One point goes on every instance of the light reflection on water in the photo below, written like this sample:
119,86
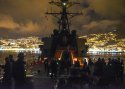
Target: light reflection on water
106,55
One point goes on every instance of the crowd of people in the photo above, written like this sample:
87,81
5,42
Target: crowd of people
14,72
101,71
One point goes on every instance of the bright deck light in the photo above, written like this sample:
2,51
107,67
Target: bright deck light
64,3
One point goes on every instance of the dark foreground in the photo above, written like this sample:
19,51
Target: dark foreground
42,81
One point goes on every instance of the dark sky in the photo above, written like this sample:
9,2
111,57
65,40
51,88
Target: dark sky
21,18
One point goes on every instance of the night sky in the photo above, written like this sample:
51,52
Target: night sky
22,18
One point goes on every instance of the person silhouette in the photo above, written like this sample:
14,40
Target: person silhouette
6,81
19,71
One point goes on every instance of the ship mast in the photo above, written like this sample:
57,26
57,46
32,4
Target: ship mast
64,15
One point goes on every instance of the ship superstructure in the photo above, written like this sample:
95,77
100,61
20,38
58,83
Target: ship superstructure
63,40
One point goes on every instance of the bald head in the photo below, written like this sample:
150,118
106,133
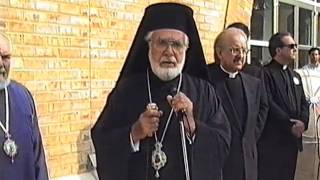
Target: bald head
5,60
5,42
230,49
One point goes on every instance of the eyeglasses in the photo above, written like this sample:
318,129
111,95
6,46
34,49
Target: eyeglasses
163,44
290,46
237,51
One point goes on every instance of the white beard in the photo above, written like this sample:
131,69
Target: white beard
4,84
166,74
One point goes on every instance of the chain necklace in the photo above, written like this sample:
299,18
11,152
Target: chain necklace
9,146
159,158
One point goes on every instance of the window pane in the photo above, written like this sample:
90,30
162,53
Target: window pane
261,20
303,58
305,17
286,18
318,30
259,55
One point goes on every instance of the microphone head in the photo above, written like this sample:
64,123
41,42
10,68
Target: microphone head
173,91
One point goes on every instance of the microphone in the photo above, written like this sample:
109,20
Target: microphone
180,113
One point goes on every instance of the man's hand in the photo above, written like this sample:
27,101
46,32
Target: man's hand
146,125
181,103
298,128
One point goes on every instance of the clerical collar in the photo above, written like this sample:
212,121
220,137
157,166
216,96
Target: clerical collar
284,67
232,75
5,84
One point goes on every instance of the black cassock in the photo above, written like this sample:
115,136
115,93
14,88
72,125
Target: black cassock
115,157
277,147
245,103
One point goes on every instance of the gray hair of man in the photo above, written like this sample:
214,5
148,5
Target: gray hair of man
150,33
167,74
6,38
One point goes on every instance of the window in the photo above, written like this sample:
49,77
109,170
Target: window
261,20
305,20
303,58
260,55
286,18
296,17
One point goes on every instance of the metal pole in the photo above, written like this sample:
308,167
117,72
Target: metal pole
184,149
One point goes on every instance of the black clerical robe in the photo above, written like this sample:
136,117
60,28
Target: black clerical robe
115,157
278,147
30,161
246,107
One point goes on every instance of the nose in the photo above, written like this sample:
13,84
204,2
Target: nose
169,49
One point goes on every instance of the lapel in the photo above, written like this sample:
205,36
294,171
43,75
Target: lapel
295,89
228,106
249,94
277,78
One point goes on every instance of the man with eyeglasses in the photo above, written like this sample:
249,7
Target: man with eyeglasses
163,120
314,55
241,97
288,115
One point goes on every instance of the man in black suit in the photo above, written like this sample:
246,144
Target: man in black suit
242,98
289,112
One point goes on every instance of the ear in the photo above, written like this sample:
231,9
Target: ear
278,50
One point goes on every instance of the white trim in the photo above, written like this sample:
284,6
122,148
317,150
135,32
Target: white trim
85,176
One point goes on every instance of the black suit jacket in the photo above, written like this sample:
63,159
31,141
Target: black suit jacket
278,126
242,161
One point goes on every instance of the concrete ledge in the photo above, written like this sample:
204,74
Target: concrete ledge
86,176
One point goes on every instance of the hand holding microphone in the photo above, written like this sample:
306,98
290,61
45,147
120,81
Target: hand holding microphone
182,105
147,124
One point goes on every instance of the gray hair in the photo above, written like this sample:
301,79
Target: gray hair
7,38
147,38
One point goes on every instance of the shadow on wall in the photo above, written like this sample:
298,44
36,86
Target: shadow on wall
86,157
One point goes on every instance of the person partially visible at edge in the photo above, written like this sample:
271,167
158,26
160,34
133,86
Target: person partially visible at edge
314,55
288,115
242,98
21,155
137,135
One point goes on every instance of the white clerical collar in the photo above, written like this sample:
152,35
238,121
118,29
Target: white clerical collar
4,84
231,74
284,67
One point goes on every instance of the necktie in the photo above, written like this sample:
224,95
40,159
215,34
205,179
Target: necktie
289,90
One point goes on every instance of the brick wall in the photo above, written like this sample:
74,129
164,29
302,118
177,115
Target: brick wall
70,52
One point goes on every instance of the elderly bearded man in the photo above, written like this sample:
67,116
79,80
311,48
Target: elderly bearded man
22,156
137,135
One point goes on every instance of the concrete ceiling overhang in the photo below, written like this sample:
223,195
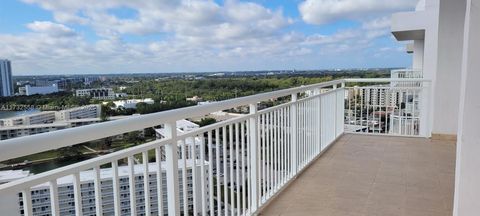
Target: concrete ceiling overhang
410,25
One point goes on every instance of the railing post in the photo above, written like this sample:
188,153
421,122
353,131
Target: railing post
425,111
336,111
171,160
254,158
318,121
293,131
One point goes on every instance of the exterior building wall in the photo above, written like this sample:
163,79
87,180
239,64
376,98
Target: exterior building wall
6,82
467,177
32,90
101,93
32,119
446,89
90,111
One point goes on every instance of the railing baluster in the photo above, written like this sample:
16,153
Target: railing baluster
146,183
27,202
202,175
243,160
183,151
54,198
158,163
237,162
115,185
77,193
225,169
171,160
263,160
193,158
253,132
98,190
210,173
232,173
131,180
294,131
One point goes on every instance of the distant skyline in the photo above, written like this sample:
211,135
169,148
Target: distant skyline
153,36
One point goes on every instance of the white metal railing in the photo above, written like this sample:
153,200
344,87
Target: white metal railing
232,167
388,107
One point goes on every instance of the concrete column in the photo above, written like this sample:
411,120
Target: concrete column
418,51
467,178
446,88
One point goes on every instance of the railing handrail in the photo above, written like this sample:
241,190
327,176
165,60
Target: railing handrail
22,146
386,80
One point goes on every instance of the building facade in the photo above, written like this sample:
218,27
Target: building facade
6,88
84,112
42,203
42,90
100,93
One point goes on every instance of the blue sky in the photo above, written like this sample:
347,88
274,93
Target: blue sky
155,36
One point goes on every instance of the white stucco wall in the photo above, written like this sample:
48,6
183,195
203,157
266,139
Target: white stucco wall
467,179
449,63
418,47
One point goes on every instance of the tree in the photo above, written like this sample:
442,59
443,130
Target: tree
207,121
135,137
70,153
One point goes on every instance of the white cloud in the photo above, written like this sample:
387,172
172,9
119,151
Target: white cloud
50,28
325,11
183,35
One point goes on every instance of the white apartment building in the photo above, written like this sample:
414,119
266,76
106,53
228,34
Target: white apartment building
131,104
27,130
6,82
41,193
89,111
100,93
42,90
31,119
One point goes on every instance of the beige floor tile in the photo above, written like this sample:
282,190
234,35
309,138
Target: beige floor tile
375,176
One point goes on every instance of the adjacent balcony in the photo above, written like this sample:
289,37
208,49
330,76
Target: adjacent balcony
303,155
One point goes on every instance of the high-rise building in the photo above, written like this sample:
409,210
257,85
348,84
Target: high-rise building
6,83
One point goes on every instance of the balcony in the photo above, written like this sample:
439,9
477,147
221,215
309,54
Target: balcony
241,165
374,175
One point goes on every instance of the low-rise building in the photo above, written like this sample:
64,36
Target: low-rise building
31,119
99,93
33,90
131,104
89,111
42,203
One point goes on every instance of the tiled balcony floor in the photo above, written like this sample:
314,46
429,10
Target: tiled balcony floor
371,175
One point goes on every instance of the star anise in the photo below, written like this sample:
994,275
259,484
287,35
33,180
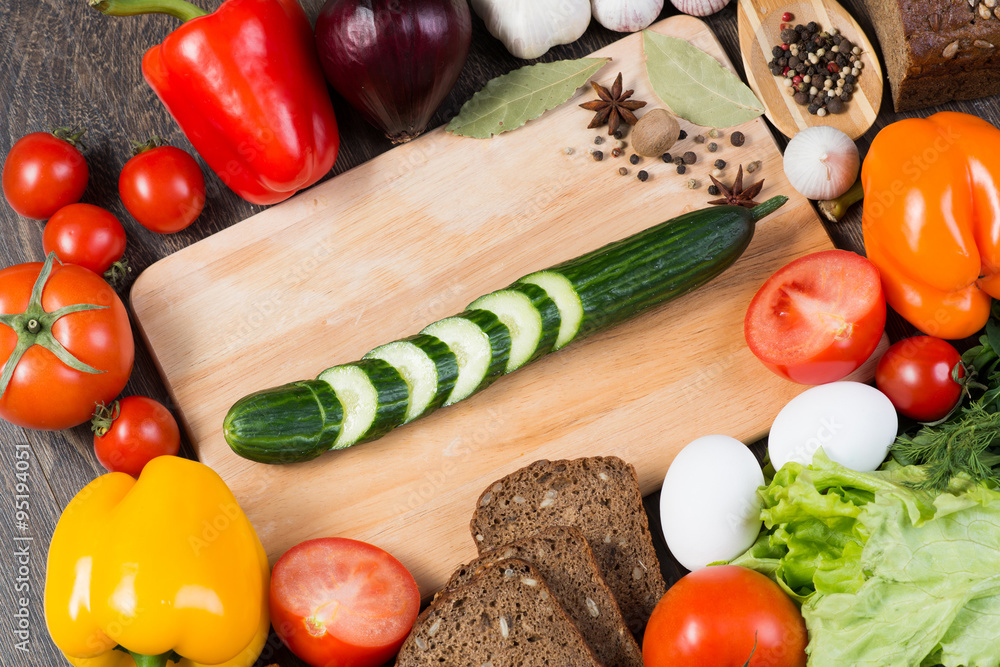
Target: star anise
737,196
613,107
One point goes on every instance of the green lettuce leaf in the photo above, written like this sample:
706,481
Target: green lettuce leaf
886,574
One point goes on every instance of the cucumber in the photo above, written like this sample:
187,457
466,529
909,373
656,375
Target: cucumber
481,343
561,291
541,312
427,365
374,397
530,315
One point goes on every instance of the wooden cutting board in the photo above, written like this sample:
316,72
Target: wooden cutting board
414,235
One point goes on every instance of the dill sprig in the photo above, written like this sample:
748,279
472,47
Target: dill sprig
967,444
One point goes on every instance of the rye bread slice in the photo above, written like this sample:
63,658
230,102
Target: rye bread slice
564,560
598,495
503,616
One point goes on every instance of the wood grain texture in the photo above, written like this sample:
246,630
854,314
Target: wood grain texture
759,29
62,63
414,235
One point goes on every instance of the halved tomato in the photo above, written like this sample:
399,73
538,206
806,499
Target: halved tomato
337,602
818,318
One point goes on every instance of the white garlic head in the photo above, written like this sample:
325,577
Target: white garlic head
529,28
699,7
626,15
821,162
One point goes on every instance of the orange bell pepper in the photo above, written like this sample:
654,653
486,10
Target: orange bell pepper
931,220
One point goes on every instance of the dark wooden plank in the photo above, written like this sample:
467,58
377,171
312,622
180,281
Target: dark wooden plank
62,63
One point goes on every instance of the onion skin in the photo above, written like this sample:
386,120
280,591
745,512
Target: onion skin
395,62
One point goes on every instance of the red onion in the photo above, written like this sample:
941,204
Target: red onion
394,60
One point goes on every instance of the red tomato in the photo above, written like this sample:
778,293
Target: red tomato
43,173
85,235
818,318
132,432
337,602
917,375
45,392
712,617
163,188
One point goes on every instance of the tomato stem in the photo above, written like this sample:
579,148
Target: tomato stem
34,327
181,9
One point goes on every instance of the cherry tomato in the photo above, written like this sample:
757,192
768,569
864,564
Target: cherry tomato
44,172
85,235
918,375
44,391
337,602
163,188
724,616
132,432
818,318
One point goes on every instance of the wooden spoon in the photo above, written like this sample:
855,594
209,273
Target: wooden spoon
759,22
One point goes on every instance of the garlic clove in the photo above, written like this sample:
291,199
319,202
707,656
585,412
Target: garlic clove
699,7
821,162
626,15
529,28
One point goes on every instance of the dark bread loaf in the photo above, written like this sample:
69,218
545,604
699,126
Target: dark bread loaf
503,616
565,562
598,495
936,52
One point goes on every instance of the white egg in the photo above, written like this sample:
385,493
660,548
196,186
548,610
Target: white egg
854,423
709,508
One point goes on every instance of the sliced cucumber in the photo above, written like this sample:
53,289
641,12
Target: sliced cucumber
374,397
561,291
530,315
427,365
481,343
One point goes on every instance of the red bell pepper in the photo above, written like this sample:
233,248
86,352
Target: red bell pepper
245,85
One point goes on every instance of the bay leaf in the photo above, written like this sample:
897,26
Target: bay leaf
511,100
695,85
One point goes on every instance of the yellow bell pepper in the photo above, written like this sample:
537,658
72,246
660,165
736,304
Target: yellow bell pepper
166,569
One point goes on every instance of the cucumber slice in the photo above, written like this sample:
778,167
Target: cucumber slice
530,315
427,365
481,343
560,290
374,397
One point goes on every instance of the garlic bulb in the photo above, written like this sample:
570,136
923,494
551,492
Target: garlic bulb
626,15
699,7
529,28
821,162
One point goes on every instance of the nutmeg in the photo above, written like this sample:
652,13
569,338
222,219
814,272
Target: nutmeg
656,131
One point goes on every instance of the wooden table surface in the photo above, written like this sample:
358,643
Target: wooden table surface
62,63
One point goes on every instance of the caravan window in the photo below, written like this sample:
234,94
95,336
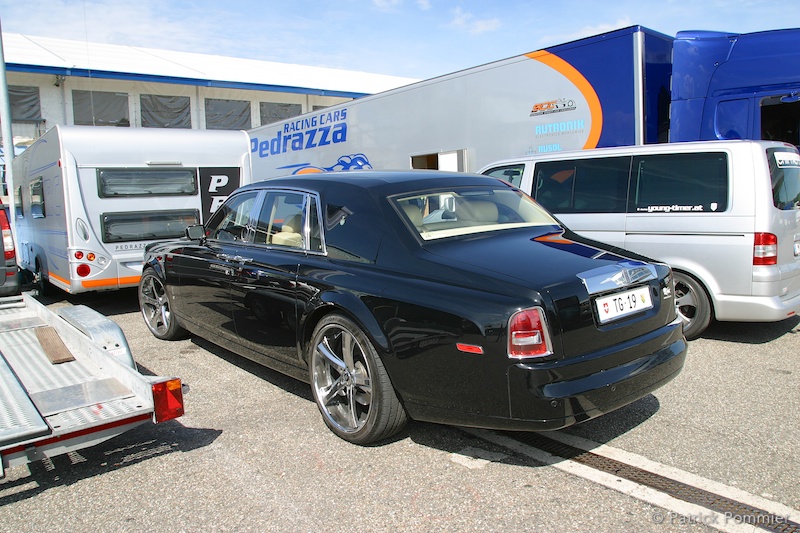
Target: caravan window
680,183
147,225
597,185
37,198
115,182
510,173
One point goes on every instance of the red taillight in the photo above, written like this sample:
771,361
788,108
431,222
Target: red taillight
527,334
8,238
765,249
167,400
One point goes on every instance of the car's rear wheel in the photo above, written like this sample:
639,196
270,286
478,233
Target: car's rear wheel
693,305
155,306
350,384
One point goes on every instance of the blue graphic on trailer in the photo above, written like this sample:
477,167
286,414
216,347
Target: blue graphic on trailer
345,162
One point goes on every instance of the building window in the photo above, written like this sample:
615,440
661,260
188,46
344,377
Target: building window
98,108
159,111
25,104
275,112
227,114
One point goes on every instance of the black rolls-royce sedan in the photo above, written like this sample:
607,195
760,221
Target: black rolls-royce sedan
442,297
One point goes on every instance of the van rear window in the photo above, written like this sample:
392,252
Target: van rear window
147,225
115,182
784,168
679,183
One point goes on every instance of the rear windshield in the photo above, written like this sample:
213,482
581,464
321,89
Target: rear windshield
784,168
451,212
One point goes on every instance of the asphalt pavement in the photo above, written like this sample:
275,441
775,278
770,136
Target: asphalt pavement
252,454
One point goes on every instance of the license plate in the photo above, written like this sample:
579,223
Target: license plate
623,304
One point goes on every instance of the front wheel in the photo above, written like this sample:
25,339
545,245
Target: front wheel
350,384
693,305
155,306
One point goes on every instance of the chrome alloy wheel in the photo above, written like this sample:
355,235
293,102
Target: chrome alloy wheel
341,378
154,303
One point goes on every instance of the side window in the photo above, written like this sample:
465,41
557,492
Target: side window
37,198
598,185
679,183
18,203
509,173
280,221
231,221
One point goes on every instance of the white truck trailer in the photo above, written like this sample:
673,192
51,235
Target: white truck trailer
626,87
88,200
68,381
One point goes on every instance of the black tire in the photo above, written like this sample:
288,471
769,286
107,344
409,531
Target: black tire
350,384
155,307
40,283
693,305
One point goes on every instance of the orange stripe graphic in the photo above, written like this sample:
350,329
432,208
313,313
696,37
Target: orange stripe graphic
583,85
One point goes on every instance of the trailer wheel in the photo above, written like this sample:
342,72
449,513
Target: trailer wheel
350,384
693,305
154,303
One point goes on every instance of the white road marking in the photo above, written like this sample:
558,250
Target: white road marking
676,511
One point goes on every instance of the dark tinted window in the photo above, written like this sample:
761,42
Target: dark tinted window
583,186
162,111
147,225
784,167
231,222
679,183
281,221
100,108
146,181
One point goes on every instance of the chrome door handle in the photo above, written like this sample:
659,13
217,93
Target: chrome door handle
235,258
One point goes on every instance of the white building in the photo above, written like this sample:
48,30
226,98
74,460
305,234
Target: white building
55,81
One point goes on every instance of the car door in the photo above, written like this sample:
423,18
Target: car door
206,270
264,294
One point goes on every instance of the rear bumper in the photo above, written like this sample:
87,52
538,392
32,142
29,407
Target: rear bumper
755,308
557,394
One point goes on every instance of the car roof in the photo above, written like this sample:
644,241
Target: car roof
380,182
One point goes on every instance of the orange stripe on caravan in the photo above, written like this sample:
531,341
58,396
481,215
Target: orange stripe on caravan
112,282
583,85
58,278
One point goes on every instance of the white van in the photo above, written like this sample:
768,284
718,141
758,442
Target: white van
724,214
88,200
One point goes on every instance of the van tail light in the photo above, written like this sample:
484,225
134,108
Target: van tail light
8,239
167,400
528,335
765,249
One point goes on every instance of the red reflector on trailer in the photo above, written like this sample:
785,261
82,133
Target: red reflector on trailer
167,400
469,348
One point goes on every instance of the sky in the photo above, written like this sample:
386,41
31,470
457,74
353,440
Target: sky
409,38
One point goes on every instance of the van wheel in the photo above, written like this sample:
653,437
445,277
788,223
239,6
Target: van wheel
693,305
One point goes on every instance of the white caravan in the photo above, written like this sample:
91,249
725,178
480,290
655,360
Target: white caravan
88,200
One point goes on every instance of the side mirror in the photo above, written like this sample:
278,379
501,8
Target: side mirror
196,232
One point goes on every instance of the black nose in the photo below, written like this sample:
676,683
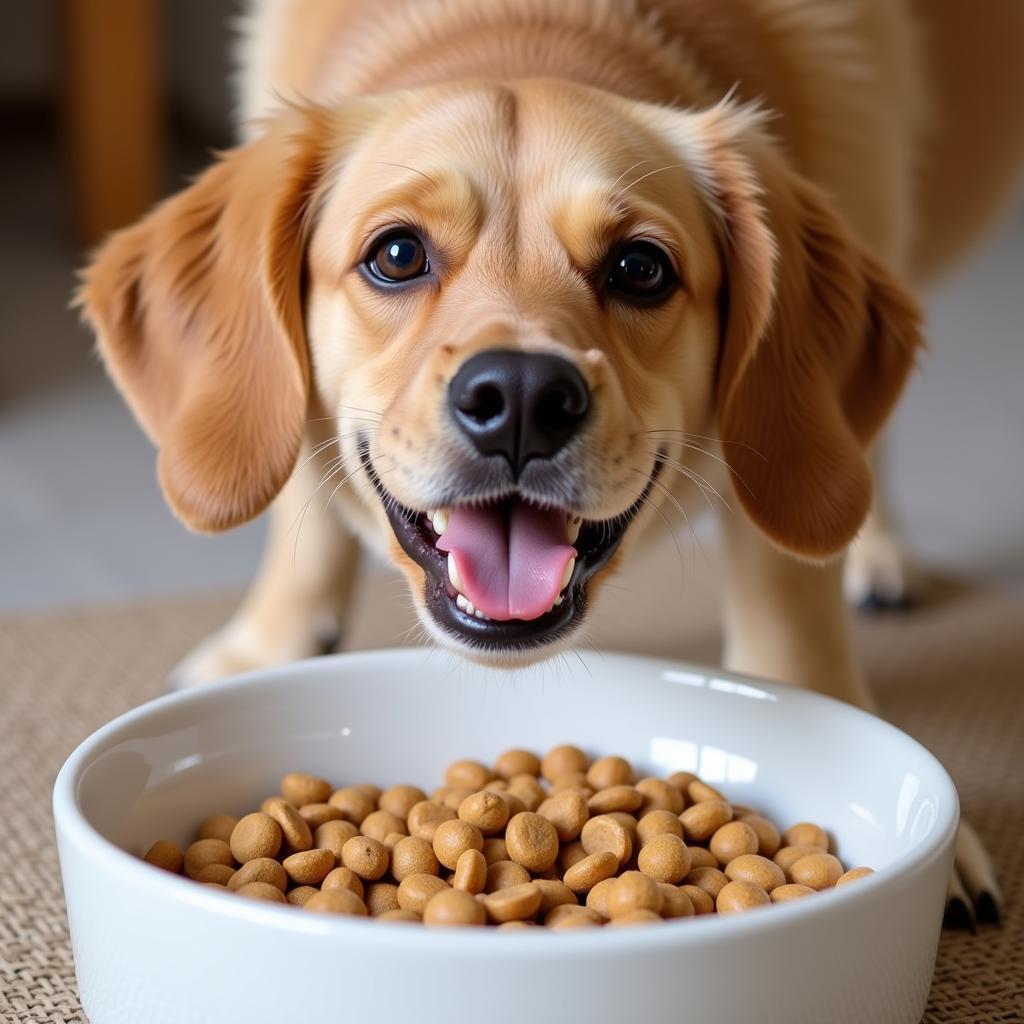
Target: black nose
519,404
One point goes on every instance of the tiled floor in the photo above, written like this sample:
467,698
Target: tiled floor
81,518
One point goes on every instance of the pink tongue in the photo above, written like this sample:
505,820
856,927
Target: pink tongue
511,562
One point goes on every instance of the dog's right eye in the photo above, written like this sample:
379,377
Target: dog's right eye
396,257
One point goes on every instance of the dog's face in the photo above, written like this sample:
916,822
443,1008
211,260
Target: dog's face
505,301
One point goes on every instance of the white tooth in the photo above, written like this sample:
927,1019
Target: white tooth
567,574
454,572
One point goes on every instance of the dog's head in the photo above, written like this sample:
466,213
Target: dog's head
512,303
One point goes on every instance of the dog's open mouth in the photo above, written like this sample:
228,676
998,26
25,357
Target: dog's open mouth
506,572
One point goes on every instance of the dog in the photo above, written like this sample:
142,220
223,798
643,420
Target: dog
507,276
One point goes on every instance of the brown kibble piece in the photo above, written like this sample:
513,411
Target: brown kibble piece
413,855
782,894
633,891
760,870
470,871
207,851
261,890
531,841
261,869
852,876
165,854
336,901
739,896
665,858
309,867
343,878
353,802
366,857
453,907
399,800
415,890
705,818
300,788
297,834
513,902
586,873
806,834
516,762
818,870
485,809
218,826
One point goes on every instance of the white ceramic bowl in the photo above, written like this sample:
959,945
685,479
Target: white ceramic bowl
152,947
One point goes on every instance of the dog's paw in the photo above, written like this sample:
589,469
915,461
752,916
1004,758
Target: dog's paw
974,892
240,647
879,573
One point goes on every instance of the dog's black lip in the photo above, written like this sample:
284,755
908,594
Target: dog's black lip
598,541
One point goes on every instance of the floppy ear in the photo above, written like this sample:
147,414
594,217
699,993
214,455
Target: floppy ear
199,314
818,340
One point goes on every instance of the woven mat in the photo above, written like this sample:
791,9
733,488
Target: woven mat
950,674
· · · · ·
Task goal: From the listing, reproduce every line where the word "below" is present.

Written solution:
One point goes on every instance of the light reflection on water in the photo below, written like this sample:
One point goes on every instance of the bald head in the photo below, written like this sample:
One point goes on every instance of the concrete ceiling overhang in the photo below, written like this sample:
One point goes on every instance of the star anise in the photo below, written like this sample:
One point goes on every instance of the caravan window in the photo below, written like this sample:
One point goes on every instance of the black nose in the photo below, written like this sample:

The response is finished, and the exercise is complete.